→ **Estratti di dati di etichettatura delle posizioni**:
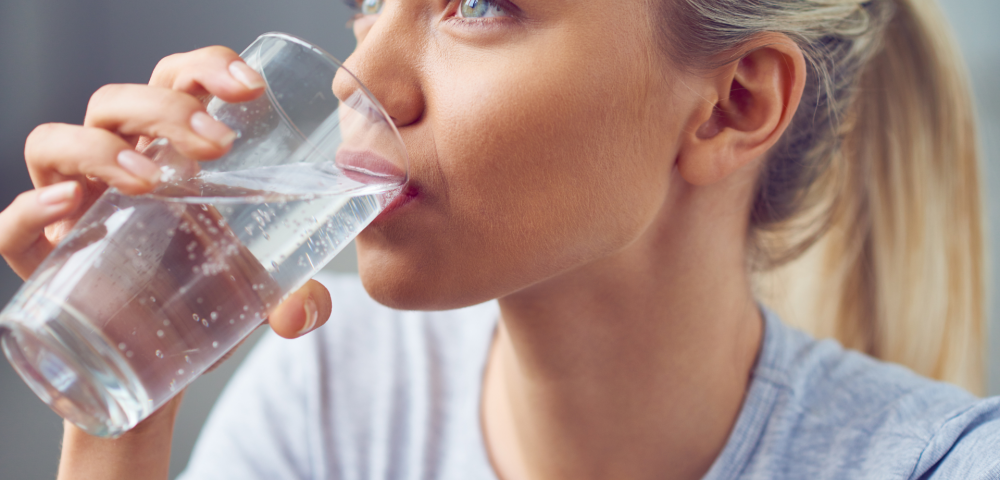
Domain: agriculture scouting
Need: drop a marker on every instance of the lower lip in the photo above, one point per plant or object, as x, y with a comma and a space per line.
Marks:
404, 198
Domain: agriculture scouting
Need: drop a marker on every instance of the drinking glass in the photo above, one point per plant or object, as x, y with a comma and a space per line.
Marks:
147, 292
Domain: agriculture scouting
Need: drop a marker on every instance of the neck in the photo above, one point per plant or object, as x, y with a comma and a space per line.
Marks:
631, 367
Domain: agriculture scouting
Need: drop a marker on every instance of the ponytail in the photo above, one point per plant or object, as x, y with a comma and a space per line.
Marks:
867, 226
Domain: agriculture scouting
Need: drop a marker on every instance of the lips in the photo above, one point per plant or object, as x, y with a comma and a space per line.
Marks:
368, 167
408, 194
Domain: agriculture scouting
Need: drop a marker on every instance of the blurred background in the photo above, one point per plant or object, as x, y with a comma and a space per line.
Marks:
55, 53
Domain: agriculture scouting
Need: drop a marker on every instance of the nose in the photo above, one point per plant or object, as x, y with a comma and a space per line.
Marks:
385, 61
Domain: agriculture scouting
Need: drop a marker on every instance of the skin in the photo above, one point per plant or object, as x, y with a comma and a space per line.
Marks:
560, 164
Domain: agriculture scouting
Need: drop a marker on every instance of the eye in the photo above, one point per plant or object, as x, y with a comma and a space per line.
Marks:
481, 9
371, 7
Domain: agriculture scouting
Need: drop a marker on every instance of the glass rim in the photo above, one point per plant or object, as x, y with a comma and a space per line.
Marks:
337, 67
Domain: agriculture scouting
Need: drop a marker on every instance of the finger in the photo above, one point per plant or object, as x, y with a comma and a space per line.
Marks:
135, 110
57, 152
23, 243
215, 70
302, 312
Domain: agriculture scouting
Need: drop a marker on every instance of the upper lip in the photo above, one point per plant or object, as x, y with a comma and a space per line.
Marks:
369, 165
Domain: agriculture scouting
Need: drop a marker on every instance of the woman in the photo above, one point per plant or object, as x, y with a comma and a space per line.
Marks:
628, 179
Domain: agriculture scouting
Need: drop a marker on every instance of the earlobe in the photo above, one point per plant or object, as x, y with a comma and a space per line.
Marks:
755, 100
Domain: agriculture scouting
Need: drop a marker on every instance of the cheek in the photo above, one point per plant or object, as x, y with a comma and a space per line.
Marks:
555, 152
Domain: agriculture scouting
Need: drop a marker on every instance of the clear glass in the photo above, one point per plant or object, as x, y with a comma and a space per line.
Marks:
147, 292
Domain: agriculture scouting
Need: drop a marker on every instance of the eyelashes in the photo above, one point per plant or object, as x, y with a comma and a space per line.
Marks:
467, 9
481, 9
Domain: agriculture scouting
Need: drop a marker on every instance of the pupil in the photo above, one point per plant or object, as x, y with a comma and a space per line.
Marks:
474, 8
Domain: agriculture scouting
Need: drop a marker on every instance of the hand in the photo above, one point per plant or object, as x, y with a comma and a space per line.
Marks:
71, 165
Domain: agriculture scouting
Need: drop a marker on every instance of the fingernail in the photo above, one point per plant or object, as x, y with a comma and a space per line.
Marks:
138, 165
57, 194
312, 315
212, 129
246, 75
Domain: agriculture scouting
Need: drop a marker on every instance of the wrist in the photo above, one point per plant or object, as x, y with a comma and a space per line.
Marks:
142, 452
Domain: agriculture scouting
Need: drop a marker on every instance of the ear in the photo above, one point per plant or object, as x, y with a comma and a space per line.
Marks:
750, 104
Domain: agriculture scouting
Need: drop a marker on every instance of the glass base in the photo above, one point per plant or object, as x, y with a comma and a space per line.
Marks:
66, 367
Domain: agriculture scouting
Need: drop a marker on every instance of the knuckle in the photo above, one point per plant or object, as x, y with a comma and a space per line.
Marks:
165, 67
103, 95
36, 138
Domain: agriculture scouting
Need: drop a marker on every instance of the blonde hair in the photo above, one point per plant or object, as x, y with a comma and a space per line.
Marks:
867, 223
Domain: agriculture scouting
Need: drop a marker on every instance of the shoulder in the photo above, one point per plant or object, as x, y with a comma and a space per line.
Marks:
838, 413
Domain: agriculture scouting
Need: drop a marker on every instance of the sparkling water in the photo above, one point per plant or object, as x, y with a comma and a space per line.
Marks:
151, 291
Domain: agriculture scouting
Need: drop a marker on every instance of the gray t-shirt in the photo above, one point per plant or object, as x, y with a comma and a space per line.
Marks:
384, 394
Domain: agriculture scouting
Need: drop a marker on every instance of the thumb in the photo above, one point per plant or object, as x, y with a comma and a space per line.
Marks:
302, 312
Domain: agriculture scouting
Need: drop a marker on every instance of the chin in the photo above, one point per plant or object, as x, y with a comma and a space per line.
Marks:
398, 284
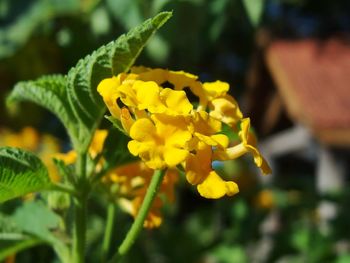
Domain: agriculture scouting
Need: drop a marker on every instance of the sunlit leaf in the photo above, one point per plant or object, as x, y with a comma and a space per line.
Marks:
254, 10
21, 172
116, 57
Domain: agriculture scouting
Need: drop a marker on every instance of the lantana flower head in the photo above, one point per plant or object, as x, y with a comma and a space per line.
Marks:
167, 131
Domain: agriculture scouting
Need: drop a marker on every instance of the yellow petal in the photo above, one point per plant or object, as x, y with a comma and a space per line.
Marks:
108, 89
174, 156
230, 153
221, 140
143, 130
226, 110
214, 187
176, 101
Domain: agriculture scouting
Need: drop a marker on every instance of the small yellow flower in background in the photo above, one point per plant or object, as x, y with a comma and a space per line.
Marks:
131, 181
167, 131
265, 199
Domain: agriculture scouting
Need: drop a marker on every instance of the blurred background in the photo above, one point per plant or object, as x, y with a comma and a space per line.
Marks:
288, 65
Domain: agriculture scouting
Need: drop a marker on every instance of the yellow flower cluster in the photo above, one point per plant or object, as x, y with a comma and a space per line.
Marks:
167, 131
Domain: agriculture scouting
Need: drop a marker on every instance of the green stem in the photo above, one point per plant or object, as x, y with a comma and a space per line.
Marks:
79, 234
108, 231
63, 188
136, 227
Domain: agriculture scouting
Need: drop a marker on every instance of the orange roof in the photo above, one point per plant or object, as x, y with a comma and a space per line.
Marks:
313, 78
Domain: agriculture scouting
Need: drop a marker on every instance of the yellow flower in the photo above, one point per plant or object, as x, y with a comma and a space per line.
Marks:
160, 142
167, 131
226, 110
199, 172
248, 144
108, 89
215, 187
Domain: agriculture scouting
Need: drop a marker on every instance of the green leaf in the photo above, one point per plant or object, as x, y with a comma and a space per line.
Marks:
115, 57
21, 172
254, 9
115, 151
37, 219
49, 92
9, 248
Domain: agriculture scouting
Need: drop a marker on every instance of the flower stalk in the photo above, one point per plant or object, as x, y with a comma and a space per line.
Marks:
141, 216
80, 204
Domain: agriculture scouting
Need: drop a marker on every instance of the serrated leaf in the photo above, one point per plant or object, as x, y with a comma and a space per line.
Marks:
37, 219
115, 151
254, 9
21, 172
9, 248
49, 92
116, 57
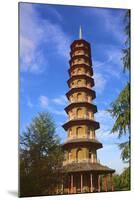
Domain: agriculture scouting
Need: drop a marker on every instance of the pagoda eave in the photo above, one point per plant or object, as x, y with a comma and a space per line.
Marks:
87, 167
81, 121
87, 44
81, 89
74, 66
81, 76
81, 104
80, 48
79, 57
82, 142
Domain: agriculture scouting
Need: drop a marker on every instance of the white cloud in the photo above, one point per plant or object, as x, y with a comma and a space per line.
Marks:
35, 31
61, 100
43, 101
100, 82
112, 24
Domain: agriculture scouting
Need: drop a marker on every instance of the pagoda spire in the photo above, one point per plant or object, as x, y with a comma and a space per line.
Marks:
80, 33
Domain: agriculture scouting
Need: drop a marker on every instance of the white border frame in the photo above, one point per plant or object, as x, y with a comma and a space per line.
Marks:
9, 98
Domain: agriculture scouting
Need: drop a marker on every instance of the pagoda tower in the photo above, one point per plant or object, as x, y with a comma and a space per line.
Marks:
81, 168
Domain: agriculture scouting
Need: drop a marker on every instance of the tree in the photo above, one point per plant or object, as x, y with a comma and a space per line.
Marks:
40, 157
120, 108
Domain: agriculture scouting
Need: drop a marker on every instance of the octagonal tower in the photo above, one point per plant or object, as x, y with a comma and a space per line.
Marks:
82, 170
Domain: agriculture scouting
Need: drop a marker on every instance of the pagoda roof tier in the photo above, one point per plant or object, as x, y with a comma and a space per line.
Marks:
80, 56
81, 89
81, 121
81, 65
80, 48
80, 41
86, 142
81, 76
81, 104
87, 167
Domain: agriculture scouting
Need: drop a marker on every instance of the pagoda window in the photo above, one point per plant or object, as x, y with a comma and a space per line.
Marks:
79, 71
79, 82
90, 155
79, 96
79, 132
79, 155
88, 133
70, 155
70, 132
79, 113
72, 84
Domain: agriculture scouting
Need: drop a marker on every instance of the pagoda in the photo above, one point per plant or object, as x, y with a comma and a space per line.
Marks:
81, 168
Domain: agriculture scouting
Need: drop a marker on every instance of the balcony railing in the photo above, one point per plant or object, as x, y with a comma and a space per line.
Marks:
82, 100
80, 161
82, 73
81, 117
76, 86
91, 137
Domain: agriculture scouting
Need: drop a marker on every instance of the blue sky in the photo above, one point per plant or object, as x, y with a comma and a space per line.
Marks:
46, 32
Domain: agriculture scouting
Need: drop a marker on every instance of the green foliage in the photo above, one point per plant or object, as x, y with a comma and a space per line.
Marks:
122, 182
125, 151
126, 50
40, 157
120, 108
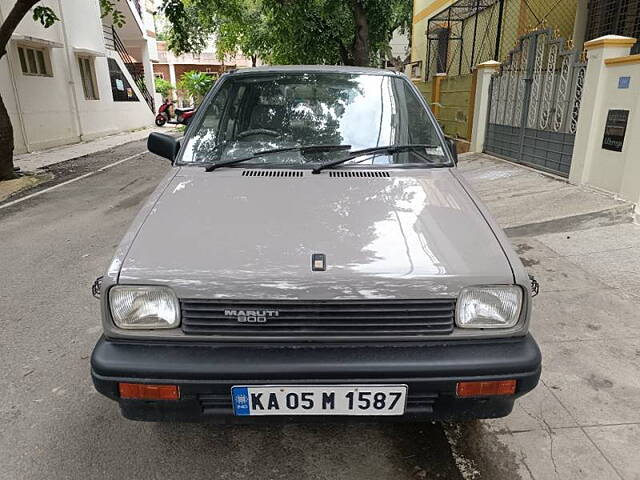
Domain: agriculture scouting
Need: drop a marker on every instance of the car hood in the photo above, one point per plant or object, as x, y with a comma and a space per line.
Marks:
233, 234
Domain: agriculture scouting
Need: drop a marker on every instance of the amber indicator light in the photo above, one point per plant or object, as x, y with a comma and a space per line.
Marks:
484, 389
142, 391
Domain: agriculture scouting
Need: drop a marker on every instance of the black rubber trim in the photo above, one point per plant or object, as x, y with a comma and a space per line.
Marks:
453, 359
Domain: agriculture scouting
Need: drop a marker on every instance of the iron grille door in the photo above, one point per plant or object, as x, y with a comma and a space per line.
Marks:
534, 103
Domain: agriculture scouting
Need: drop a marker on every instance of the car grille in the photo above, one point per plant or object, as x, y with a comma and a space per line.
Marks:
308, 320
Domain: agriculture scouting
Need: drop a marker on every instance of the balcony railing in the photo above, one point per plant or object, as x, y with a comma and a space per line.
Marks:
136, 69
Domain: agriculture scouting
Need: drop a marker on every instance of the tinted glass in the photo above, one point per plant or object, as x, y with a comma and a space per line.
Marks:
258, 112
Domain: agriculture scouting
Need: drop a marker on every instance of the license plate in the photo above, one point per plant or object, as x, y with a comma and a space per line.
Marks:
319, 400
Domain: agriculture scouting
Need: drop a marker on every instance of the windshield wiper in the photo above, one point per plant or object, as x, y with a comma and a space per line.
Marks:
384, 149
302, 148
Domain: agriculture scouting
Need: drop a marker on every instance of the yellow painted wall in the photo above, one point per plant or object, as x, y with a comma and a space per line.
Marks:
517, 18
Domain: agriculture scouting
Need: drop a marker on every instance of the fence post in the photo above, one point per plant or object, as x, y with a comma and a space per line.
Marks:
481, 104
435, 93
591, 116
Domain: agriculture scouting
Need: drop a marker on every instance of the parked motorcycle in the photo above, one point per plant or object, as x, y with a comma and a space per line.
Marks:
167, 113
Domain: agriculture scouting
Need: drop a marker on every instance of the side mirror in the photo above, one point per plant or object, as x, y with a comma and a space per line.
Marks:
451, 142
163, 145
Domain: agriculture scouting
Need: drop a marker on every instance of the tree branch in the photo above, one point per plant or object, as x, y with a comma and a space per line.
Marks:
17, 13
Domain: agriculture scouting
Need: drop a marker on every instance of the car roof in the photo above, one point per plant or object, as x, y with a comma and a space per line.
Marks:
312, 69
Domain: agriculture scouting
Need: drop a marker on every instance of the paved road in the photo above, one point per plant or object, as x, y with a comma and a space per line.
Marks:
52, 422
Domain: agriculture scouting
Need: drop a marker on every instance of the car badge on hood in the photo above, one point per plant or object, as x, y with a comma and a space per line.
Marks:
318, 262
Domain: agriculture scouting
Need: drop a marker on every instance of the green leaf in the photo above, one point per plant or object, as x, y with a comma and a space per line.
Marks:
45, 15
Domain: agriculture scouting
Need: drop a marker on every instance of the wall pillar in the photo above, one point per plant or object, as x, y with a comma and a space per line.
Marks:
481, 104
172, 79
436, 93
588, 141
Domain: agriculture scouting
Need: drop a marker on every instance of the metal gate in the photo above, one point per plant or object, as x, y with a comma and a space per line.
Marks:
534, 103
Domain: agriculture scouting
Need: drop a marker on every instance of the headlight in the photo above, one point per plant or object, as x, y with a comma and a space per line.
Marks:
144, 307
489, 307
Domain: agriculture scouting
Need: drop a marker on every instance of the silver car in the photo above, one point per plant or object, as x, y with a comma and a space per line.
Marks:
314, 252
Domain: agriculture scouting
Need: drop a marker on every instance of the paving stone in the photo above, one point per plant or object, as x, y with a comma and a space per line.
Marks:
565, 454
581, 314
597, 381
621, 445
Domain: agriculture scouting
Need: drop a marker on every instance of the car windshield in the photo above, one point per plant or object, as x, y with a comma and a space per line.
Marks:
252, 113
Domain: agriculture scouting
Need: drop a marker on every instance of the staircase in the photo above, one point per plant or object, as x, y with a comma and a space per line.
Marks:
136, 69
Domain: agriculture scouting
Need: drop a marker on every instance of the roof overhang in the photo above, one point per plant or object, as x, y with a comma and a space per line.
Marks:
88, 51
35, 41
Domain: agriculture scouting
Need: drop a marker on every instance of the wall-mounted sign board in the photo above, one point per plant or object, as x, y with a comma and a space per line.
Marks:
615, 129
624, 82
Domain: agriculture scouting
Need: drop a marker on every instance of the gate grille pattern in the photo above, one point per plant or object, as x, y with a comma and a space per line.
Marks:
535, 102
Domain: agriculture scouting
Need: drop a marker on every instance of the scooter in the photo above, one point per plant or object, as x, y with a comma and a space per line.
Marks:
179, 116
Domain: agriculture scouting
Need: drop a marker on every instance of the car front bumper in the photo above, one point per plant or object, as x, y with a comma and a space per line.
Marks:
205, 374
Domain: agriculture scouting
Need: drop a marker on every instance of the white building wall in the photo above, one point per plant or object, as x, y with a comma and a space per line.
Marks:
51, 111
41, 110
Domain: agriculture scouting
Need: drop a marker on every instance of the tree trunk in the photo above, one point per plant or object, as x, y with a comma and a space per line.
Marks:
6, 144
360, 46
17, 13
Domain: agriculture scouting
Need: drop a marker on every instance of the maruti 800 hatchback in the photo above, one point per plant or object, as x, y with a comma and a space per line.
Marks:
314, 252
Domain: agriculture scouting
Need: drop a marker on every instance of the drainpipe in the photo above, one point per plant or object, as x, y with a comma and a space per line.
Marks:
70, 63
14, 87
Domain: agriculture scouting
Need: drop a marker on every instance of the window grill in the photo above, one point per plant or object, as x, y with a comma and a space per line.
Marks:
614, 17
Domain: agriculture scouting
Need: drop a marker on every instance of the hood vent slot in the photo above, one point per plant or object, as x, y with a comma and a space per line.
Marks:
272, 173
359, 174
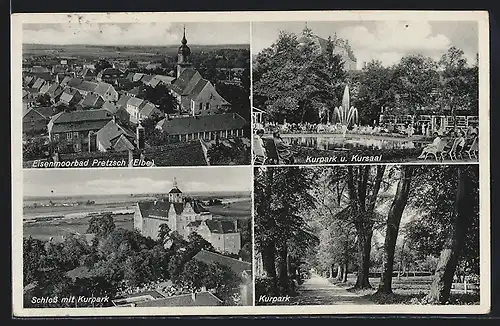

→ **CONSEGNA**: Filtra i dati qui sopra e copia ogni riga che contiene la parola "pagoda". Le maiuscole e le minuscole contano.

→ **RISPOSTA COMPLETA**:
Need: drop a marker on every instance of the pagoda eave in the photo above, one point per plant or object, as x, y with a comma and a space per line.
Need: drop a marker on every instance of the pagoda spire in the photo above, one point per plant or object, as x, y with a comma and a space per line.
Need: drop a marker on every instance of the pagoda tower in the photo above, one point per plant or object, as x, y with a comma and a space per line.
Need: drop a marker on every instance of the pagoda roof tier in the photo above, one point per plant or object, as x, y with a comma and a space per line.
Need: drop a marker on every instance of the pagoda window in the photo above, one point per plant or object, as x, y with a comma and a space per line.
Need: drop a marker on every instance of the pagoda in the photo above, one point per plant or object, as x, y with a comma and a space per line.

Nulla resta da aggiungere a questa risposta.